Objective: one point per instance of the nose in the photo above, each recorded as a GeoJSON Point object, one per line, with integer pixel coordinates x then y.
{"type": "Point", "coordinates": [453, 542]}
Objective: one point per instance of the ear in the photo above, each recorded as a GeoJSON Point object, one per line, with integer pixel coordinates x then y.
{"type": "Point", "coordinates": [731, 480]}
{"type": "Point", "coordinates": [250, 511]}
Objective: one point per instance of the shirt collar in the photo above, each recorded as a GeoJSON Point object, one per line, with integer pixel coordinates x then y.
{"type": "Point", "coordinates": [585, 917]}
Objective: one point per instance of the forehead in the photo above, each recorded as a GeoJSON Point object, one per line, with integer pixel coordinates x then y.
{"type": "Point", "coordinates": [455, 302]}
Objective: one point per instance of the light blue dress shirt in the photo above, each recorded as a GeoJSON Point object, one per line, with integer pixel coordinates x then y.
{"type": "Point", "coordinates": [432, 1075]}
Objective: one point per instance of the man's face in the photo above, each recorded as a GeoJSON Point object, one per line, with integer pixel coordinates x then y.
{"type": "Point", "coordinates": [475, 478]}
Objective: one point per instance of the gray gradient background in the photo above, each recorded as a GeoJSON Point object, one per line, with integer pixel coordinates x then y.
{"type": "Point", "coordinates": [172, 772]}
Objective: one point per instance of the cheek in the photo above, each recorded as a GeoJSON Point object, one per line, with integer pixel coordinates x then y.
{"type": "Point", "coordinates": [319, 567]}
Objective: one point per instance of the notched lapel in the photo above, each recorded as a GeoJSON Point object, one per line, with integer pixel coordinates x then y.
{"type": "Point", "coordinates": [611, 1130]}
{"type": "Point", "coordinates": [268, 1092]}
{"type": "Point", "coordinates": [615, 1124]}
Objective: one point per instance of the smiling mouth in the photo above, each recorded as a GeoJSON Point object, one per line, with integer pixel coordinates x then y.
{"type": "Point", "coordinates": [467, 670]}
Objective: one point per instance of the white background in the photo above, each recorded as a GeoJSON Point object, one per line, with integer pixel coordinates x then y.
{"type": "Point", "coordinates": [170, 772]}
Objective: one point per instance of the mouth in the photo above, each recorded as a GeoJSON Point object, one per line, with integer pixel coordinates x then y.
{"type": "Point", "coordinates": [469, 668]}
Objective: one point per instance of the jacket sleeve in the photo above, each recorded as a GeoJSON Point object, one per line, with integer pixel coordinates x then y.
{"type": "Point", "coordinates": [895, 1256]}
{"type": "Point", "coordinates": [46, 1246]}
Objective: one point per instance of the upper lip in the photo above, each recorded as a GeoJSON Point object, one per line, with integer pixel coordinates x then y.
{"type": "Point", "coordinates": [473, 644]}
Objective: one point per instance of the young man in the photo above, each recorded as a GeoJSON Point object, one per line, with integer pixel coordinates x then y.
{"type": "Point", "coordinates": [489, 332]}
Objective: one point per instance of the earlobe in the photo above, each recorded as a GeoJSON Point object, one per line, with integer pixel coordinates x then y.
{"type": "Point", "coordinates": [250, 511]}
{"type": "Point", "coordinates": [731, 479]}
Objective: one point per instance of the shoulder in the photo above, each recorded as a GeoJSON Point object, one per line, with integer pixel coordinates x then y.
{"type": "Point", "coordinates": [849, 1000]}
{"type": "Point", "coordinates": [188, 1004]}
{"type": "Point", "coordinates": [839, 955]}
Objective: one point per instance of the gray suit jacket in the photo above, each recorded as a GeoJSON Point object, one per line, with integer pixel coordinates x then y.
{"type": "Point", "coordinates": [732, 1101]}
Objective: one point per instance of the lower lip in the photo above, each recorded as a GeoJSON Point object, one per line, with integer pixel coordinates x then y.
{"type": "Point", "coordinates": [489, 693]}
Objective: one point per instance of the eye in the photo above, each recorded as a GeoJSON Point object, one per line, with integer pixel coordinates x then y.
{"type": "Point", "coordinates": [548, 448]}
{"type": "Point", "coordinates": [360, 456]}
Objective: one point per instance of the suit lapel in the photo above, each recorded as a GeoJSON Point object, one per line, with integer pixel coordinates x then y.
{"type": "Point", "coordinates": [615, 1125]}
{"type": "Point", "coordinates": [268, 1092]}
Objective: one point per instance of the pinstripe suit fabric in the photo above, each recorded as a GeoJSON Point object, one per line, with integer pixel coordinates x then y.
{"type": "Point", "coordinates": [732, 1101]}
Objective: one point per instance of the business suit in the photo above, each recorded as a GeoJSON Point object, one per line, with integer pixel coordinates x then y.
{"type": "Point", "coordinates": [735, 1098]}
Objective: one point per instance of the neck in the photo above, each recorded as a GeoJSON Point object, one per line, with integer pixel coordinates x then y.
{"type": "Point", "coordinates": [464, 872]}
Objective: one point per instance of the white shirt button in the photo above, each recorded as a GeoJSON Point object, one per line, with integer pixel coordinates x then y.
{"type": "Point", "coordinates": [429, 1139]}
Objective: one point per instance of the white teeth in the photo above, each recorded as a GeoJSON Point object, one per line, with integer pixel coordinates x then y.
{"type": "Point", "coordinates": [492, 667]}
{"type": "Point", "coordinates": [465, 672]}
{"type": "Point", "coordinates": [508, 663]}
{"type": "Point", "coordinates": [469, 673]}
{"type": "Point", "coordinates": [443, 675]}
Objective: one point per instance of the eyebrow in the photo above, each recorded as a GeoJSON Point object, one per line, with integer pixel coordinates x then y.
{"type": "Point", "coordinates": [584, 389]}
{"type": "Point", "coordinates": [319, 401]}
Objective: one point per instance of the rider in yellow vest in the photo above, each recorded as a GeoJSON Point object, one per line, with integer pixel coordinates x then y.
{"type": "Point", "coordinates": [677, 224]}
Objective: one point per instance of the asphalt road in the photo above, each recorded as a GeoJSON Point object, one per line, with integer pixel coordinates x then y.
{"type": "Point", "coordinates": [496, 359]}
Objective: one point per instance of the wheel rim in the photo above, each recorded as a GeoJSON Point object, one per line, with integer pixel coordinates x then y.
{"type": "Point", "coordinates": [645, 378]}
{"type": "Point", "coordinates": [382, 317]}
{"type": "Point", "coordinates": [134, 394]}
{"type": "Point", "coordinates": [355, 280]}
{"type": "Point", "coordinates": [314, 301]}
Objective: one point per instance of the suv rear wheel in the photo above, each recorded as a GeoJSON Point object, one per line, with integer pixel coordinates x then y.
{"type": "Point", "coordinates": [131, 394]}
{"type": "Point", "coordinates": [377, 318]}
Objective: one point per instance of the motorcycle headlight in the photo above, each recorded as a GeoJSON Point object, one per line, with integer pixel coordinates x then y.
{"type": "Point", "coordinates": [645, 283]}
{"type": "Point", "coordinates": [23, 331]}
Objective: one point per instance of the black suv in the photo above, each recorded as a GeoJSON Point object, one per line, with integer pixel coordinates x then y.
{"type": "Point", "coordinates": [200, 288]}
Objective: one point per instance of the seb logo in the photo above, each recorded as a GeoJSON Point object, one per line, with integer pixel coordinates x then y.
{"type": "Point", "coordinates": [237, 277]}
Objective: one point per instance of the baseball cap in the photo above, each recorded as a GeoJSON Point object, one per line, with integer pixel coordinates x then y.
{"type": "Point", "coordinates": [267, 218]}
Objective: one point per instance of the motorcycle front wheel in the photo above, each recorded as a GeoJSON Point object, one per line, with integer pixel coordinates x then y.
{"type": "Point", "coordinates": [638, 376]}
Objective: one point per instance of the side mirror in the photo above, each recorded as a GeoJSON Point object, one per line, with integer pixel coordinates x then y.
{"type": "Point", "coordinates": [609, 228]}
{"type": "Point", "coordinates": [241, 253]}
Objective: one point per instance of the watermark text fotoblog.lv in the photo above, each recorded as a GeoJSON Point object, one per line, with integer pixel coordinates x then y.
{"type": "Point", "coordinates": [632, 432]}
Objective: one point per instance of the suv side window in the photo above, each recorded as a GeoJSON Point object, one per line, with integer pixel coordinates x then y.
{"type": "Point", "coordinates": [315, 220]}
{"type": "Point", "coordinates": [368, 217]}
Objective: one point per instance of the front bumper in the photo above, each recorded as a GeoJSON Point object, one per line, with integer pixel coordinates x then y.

════════════════════

_Directions_. Starting from the line containing "Objective: one point per instance of the watermark", repeat each line through the end of the entries, exactly.

_Answer in full_.
Objective: one point per instance of the watermark text fotoblog.lv in the photo above, each recorded as a GeoJSON Point object, one per line, with integer pixel coordinates x then y.
{"type": "Point", "coordinates": [632, 432]}
Objective: one point per instance of the suv side window in the photo above, each recorded as a GeoJSON Point object, one per line, with integer pixel coordinates x then y.
{"type": "Point", "coordinates": [315, 220]}
{"type": "Point", "coordinates": [368, 217]}
Objective: one point per instance of the front bumper in the photo above, each recorded as a GeoJSON Point object, one per line, with integer pixel coordinates x then y.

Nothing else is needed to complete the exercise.